## TASK TO CARRY OUT
Reproduce word for word everything in the swim account from "The swim was" down to "race IS DIFFERENT.".

Dan is on my left, James on my right. All smiles after the 1.5 mile swim!

The swim was a challenge.  The week of the swim eastern winds were up, creating a swell in Kailua.  The wave faces were about 4 foot that morning, and the swell was not predicted to die down until that afternoon.  I had never raced in the Pacific, let alone in a swell.  Sure – I spent huge chunks of time growing up in the water on waves, either body boarding or body surfing.  But a race?  A race IS DIFFERENT.

Or would it be?  At the start DH, James and I agreed to try to stick together for as long as possible.  The gun went off and we swam out to the left of the island – which was challenging as it was against the swell.  We hung a right turn at the buoy and headed parallel to the beach – and found ourselves right in the break, rocking side to side on the swells.  I lost DH, and decided to just “roll with it” and try to have fun.  I felt a little queasy from the rocking. (I get motion sickness, but have only ever experienced it once when swimming, during the bay swim in the mid-section ship channel part – not a great feeling.)  I struggled to see the turning buoy in the morning sun. (Thank god for Zogg’s polarized predator flex googles – once again performing stunningly on this swim!) But as soon as I hit the turning buoy and headed right towards shore, I came into my own.  My body instinctively reverted back to my 16 year old body surfing self, and I started catching and riding waves as far as I could (and passed a bunch of people this way).  By far that was my favourite part of the swim.  When the waves stopped forming I had time to marvel at the coral we swam over – the most giant green coral tree was right below me!  Then I reminded myself that this was a race, and that I had probably only 600 meters left so it was time to pull hard and finish.  The end – the last parallel leg along the beach, was by far the longest hardest part for me.  I willed myself to pull hard, passed a few people (again). And then it was over.

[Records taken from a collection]
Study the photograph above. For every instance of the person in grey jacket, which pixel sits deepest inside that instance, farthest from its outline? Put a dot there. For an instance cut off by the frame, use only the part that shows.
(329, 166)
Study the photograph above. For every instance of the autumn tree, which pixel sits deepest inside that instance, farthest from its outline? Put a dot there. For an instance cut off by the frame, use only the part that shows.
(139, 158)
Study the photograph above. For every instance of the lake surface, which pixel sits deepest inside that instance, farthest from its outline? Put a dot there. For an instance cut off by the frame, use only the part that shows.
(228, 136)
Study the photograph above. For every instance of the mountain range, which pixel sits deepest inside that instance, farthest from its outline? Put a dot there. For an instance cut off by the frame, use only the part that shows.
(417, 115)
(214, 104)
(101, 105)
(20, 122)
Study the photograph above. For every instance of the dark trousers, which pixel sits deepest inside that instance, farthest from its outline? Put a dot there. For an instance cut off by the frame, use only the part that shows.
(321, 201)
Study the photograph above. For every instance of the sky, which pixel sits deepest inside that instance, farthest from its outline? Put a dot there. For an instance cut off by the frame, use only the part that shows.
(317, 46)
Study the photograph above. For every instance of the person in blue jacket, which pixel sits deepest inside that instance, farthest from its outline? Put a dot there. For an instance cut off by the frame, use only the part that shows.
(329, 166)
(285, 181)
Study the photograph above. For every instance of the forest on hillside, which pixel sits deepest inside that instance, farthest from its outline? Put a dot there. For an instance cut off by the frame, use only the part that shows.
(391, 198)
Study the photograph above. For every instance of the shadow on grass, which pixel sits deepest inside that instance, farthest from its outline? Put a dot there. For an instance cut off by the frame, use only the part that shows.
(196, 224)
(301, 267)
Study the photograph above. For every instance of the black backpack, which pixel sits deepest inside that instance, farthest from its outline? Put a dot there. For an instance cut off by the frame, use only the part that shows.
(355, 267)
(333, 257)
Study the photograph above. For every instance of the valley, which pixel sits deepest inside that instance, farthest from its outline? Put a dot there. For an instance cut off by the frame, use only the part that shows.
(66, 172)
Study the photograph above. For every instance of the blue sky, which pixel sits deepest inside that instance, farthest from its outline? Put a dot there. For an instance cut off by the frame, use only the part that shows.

## OUTPUT
The swim was a challenge.  The week of the swim eastern winds were up, creating a swell in Kailua.  The wave faces were about 4 foot that morning, and the swell was not predicted to die down until that afternoon.  I had never raced in the Pacific, let alone in a swell.  Sure – I spent huge chunks of time growing up in the water on waves, either body boarding or body surfing.  But a race?  A race IS DIFFERENT.